Write the entries below out again exactly, but skip the pictures.

** Opening Entries shown block **

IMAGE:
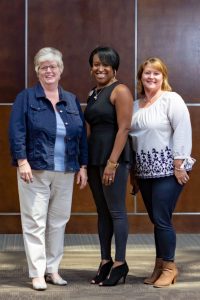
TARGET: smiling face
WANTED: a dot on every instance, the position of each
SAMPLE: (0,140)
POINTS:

** Closing Entries shown block **

Task solution
IMAGE:
TARGET: smiling face
WANTED: a dot on every instance, the position of each
SAMPLE: (0,140)
POINTS:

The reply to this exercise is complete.